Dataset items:
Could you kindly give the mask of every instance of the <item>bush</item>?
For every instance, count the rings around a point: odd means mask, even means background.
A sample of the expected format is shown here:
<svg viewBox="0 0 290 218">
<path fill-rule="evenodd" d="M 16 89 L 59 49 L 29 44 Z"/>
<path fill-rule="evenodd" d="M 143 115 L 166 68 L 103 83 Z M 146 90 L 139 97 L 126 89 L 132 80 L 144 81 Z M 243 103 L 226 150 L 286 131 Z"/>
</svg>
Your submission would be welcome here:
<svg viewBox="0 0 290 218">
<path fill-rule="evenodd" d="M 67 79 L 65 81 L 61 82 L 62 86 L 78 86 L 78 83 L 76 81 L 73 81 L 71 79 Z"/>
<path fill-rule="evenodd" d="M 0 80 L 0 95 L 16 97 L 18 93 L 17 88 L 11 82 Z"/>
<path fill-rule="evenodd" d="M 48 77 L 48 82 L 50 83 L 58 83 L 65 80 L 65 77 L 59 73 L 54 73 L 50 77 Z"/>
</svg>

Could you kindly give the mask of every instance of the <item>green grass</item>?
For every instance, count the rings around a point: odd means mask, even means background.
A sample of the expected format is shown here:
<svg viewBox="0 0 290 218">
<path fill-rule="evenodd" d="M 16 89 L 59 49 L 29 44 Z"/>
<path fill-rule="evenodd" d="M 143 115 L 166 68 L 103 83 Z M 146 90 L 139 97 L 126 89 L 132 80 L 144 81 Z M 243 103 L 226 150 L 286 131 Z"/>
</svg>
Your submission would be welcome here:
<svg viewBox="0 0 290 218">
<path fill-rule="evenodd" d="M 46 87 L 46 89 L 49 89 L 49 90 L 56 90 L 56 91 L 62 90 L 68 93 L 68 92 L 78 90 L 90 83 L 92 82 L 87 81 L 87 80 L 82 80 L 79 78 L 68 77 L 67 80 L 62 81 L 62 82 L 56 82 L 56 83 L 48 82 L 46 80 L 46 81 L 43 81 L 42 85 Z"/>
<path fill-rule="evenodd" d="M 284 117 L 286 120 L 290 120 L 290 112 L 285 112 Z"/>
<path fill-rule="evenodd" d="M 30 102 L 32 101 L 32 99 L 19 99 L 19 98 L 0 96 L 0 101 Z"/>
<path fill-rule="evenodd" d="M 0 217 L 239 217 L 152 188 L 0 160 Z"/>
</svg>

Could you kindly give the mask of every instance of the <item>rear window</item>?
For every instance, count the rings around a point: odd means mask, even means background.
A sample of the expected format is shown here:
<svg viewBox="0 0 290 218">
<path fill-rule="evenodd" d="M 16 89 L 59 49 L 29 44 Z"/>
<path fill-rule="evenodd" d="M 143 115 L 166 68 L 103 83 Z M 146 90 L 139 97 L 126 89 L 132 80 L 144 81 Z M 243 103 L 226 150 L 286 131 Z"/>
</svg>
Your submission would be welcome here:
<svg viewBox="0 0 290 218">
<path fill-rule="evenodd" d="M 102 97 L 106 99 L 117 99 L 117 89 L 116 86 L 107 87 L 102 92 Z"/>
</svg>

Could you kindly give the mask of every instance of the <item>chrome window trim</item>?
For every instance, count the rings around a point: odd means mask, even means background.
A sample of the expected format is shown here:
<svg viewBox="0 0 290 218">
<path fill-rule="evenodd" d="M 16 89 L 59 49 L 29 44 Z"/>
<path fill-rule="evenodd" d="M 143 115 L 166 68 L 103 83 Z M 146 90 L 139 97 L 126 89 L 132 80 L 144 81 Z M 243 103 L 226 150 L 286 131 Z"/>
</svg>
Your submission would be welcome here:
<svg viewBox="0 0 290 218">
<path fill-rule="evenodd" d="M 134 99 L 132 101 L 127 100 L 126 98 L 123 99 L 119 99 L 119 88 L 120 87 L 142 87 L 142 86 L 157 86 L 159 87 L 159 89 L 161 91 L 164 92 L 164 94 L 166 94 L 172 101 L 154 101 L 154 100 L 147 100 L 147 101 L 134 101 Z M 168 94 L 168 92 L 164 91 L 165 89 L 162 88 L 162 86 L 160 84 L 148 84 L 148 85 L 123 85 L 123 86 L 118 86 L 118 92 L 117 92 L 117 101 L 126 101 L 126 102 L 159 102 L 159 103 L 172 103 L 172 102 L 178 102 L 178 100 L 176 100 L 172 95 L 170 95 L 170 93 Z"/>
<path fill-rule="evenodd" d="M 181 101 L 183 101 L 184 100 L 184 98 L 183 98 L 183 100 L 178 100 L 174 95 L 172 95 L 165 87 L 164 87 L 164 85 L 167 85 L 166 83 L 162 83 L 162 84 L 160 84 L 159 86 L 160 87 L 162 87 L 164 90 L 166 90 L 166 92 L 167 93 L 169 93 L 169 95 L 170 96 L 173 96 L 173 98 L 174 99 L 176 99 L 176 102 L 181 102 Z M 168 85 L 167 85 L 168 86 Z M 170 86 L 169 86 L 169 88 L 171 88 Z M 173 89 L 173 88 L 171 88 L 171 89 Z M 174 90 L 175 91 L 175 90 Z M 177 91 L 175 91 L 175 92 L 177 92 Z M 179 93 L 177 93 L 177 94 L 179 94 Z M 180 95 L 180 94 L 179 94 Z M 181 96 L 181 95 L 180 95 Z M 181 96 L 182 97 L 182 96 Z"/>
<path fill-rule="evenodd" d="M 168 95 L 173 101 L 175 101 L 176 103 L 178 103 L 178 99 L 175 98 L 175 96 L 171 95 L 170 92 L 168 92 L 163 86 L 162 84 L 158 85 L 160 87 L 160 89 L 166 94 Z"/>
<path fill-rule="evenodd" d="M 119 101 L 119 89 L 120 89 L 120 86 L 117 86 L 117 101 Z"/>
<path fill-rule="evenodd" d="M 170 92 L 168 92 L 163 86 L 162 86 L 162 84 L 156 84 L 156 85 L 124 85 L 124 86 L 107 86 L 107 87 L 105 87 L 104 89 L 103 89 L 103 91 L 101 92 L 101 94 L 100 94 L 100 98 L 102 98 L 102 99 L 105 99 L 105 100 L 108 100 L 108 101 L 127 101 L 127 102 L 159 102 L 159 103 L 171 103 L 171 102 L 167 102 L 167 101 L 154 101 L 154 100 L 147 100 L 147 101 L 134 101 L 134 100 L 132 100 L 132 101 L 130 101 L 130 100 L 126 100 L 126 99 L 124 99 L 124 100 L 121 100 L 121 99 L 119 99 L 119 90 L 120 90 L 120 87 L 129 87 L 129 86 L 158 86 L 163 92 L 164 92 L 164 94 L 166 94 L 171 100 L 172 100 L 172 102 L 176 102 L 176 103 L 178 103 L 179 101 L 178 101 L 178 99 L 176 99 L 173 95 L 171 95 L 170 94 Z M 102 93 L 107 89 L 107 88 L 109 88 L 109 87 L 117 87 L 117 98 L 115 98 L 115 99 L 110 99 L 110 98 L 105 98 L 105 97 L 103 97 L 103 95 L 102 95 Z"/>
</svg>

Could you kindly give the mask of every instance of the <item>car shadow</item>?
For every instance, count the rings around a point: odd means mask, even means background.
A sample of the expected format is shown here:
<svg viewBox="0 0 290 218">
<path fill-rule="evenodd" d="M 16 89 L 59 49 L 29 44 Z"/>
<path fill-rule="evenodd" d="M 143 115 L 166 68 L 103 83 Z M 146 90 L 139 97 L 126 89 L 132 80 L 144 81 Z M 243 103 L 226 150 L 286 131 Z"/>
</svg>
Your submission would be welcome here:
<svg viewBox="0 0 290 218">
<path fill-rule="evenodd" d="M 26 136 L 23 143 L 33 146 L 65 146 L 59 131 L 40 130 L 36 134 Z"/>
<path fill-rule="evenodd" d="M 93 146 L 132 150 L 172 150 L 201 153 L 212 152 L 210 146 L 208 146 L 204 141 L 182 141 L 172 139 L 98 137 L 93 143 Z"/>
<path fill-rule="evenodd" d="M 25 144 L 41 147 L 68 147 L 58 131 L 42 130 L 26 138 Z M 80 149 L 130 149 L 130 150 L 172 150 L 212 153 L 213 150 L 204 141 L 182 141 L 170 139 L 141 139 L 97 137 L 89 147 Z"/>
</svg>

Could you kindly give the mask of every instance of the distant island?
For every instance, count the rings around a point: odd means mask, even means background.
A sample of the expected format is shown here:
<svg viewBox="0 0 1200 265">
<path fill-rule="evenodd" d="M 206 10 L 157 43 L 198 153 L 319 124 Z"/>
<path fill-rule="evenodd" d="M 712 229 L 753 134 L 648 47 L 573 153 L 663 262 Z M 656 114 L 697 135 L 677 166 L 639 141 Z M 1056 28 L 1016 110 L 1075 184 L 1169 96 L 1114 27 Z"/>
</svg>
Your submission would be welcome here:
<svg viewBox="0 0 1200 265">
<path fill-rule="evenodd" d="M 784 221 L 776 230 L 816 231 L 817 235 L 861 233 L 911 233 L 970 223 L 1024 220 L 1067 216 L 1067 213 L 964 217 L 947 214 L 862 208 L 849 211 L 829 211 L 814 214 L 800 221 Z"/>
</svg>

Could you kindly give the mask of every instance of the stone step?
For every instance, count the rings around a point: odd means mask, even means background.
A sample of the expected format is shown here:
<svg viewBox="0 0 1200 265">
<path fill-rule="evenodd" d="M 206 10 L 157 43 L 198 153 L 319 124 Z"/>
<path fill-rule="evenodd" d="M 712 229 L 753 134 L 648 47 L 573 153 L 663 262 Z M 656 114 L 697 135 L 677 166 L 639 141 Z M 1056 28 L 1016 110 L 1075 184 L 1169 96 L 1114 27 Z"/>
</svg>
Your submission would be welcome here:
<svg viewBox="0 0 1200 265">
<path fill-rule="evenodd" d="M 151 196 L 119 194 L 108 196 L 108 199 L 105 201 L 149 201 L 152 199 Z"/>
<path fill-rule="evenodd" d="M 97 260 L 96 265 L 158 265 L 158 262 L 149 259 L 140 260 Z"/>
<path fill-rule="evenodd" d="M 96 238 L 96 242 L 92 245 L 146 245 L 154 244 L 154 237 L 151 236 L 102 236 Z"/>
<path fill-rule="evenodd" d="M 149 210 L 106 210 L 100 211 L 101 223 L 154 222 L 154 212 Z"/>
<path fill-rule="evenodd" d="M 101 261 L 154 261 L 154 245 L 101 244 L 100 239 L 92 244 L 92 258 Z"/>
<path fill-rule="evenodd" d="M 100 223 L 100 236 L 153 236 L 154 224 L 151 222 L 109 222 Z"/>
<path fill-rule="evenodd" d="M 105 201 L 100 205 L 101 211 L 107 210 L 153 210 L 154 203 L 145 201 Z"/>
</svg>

YOUR INSTRUCTIONS ▸
Copy the lines above that hold the word "window".

WORKED SOLUTION ▸
Could you kindly give the mask of every instance of the <item>rear window</item>?
Could you kindly give the mask of every instance of the <item>chrome window trim</item>?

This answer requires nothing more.